■ Supplied text

Chemical sciences

A well-established standard file structure for the archiving and distribution of crystallographic information, CIF is in regular use for reporting crystal structure determinations to Acta Crystallographica and other journals.

Sponsored by the International Union of Crystallography, the current standard dates from 1997. As of July 2011, a new version of the CIF standard is under consideration.

A study-data oriented model, primarily in support of the ICAT data managment infrastructure software. The CSMD is designed to support data collected within a large-scale facility’s scientific workflow; however the model is also designed to be generic across scientific disciplines.

Sponsored by the Science and Technologies Facilities Council, the latest full specification available is v 4.0, from 2013.

■ Supplied records

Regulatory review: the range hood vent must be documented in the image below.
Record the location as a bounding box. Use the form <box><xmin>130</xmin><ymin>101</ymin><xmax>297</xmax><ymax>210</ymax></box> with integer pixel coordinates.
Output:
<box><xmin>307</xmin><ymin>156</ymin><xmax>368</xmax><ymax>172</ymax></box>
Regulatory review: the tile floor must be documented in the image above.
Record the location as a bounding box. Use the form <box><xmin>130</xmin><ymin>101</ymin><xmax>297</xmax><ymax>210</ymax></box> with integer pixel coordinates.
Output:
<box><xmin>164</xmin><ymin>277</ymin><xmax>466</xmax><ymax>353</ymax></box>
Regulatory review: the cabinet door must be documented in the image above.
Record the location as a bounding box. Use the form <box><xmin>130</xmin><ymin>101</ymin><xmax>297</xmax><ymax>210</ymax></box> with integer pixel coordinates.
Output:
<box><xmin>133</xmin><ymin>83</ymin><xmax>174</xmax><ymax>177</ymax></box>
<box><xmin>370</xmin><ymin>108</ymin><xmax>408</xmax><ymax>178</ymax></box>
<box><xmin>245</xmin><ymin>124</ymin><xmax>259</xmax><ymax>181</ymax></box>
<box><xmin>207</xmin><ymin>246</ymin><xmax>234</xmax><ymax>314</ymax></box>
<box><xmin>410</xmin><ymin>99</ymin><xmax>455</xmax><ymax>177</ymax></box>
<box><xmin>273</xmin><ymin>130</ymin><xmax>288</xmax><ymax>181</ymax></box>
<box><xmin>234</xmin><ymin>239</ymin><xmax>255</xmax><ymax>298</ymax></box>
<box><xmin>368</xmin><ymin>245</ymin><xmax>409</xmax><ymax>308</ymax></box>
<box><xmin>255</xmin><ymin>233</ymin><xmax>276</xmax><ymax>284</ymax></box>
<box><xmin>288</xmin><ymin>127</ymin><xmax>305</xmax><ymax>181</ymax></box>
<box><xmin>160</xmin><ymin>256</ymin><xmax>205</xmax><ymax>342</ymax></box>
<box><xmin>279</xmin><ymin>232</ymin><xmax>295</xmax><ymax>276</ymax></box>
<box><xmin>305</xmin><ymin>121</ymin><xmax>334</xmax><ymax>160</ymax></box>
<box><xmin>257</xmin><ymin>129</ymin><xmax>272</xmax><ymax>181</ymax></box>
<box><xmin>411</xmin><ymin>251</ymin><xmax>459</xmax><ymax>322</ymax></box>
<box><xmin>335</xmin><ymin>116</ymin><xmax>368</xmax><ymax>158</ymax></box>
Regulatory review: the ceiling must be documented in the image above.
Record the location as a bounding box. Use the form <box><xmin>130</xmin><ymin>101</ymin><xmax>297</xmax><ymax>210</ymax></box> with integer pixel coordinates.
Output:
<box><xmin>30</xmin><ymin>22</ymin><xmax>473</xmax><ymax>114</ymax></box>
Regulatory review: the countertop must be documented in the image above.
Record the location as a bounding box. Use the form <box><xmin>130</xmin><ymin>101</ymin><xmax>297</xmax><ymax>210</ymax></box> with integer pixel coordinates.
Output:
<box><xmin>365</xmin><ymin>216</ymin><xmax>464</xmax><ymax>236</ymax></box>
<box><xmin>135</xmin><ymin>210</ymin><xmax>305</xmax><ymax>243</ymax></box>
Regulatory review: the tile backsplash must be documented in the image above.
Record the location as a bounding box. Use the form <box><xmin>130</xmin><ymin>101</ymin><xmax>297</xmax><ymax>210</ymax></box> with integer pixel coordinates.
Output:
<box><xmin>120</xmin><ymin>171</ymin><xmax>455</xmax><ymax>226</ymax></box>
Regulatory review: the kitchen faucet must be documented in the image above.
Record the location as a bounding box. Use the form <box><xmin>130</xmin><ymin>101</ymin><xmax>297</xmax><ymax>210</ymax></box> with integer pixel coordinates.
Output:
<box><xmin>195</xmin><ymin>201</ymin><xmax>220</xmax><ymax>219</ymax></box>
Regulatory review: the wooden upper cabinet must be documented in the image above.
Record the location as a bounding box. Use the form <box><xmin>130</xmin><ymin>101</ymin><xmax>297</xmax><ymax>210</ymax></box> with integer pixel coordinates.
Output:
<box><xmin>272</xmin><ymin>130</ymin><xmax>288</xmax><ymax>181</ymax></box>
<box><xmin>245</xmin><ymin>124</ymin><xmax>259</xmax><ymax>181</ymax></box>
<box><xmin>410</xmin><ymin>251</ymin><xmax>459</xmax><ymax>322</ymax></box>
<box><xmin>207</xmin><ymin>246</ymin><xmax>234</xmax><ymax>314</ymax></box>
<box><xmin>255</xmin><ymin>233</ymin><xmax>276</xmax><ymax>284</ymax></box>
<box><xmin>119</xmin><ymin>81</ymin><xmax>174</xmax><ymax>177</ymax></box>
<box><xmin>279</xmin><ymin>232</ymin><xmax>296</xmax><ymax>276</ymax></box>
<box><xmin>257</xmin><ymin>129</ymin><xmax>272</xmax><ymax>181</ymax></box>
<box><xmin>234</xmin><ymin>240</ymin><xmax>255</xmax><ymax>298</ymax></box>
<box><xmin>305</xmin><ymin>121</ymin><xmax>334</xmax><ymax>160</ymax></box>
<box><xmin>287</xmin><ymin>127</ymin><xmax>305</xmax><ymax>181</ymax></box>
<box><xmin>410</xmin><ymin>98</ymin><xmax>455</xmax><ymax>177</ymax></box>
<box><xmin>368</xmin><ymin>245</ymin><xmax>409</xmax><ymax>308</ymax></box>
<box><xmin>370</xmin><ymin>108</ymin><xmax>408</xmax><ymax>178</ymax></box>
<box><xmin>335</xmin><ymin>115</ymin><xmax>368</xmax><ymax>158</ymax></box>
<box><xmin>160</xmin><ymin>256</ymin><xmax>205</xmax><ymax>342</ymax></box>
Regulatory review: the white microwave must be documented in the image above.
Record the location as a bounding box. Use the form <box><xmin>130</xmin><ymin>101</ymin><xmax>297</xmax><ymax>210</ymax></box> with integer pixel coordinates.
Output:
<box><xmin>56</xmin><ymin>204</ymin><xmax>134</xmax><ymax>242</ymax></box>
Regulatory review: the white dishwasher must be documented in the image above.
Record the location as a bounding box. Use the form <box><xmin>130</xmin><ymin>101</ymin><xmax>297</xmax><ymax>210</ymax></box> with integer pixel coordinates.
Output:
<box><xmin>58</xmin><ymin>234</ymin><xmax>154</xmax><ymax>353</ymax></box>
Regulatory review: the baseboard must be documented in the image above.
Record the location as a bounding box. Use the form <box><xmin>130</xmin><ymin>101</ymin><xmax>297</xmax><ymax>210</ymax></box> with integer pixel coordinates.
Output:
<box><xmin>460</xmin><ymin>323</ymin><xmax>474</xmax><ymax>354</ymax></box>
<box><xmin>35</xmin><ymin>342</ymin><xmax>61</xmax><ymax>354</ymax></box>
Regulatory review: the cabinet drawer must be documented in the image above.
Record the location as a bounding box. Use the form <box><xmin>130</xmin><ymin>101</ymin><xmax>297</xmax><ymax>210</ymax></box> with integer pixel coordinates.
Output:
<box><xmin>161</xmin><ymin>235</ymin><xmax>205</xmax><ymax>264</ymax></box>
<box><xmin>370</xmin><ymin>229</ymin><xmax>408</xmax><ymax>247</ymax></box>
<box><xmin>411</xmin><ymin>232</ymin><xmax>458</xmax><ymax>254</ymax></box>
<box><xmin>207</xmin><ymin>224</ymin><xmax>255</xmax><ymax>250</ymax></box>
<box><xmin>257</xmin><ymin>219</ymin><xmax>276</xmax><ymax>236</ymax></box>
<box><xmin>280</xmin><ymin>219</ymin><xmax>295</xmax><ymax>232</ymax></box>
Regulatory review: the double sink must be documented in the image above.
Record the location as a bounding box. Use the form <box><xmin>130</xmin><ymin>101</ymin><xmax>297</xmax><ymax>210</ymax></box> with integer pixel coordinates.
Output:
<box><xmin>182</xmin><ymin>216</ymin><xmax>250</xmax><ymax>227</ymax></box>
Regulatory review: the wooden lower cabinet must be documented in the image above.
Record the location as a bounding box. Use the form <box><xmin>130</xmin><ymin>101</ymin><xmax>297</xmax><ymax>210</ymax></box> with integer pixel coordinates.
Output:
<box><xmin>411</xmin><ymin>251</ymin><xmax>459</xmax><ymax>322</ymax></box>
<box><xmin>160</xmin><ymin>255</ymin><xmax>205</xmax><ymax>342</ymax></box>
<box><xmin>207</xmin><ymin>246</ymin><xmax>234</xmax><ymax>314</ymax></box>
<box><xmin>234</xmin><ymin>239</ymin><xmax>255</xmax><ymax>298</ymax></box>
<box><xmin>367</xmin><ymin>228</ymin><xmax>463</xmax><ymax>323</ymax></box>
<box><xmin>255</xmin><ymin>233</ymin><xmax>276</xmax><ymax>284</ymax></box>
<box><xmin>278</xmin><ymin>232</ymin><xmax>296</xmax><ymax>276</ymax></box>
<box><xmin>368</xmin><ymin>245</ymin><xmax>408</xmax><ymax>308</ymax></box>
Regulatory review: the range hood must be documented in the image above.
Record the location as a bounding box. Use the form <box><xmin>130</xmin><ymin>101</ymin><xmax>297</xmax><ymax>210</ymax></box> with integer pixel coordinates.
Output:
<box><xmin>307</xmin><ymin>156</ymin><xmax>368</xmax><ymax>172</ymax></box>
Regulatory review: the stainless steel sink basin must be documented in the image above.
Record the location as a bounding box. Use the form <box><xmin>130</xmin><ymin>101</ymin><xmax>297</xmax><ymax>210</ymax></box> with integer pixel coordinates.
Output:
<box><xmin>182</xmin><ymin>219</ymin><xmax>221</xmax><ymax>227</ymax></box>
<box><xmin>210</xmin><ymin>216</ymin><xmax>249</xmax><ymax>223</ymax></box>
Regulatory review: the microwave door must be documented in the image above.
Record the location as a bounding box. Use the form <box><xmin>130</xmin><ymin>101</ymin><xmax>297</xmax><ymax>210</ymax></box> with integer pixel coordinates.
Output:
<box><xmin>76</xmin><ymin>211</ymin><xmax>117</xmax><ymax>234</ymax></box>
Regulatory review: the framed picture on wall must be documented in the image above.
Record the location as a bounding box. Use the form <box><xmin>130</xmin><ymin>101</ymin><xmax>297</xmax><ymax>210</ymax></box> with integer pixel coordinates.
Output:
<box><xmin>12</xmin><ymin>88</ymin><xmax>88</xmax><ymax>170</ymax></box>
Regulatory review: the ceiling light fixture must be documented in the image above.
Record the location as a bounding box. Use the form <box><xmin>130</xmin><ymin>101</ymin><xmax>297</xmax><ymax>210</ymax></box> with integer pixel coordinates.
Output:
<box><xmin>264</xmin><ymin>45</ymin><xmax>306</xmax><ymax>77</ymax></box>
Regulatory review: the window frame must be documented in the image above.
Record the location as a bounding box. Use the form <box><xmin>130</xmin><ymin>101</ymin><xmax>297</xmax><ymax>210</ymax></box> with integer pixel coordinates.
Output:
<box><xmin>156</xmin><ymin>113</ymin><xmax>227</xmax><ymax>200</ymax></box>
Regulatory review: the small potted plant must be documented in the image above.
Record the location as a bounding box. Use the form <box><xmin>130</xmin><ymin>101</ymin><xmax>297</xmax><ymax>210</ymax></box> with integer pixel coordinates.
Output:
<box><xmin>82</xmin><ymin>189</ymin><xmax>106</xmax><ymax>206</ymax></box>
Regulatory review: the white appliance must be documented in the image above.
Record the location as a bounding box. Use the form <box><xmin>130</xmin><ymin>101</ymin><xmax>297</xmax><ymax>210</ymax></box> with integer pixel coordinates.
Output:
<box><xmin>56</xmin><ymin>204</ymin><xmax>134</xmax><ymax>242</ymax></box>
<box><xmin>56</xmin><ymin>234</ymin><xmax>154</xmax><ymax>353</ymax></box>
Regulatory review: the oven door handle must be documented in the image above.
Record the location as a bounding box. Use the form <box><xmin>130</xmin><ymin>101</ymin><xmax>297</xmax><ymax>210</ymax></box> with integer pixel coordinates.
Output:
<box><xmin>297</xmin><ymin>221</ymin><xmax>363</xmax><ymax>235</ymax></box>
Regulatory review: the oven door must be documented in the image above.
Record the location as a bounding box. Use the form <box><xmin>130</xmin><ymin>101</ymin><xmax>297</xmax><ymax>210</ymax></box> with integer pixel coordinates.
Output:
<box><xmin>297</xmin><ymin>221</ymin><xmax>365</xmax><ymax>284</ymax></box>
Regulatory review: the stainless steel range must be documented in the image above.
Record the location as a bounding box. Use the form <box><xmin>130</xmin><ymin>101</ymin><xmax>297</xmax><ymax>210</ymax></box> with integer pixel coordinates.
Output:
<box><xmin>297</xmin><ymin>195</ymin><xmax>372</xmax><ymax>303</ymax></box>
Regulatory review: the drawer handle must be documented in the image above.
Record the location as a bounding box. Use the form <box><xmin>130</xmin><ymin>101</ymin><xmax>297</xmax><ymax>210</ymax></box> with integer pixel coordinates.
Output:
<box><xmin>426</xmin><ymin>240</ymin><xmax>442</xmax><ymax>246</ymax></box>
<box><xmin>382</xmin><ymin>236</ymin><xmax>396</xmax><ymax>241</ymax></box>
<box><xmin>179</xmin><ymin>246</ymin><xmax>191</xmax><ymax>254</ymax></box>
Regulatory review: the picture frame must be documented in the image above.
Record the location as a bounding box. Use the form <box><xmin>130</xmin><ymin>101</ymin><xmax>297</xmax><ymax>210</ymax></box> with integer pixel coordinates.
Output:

■ Things to do
1. In the chemical sciences text, what is the latest full CSMD specification available, and from what year?
2. Reproduce the portion of the chemical sciences text starting with "A study-data oriented" and going on through "4.0, from 2013.".

■ Solutions to the tasks
1. Version 4.0, from 2013.

2.
A study-data oriented model, primarily in support of the ICAT data managment infrastructure software. The CSMD is designed to support data collected within a large-scale facility’s scientific workflow; however the model is also designed to be generic across scientific disciplines.

Sponsored by the Science and Technologies Facilities Council, the latest full specification available is v 4.0, from 2013.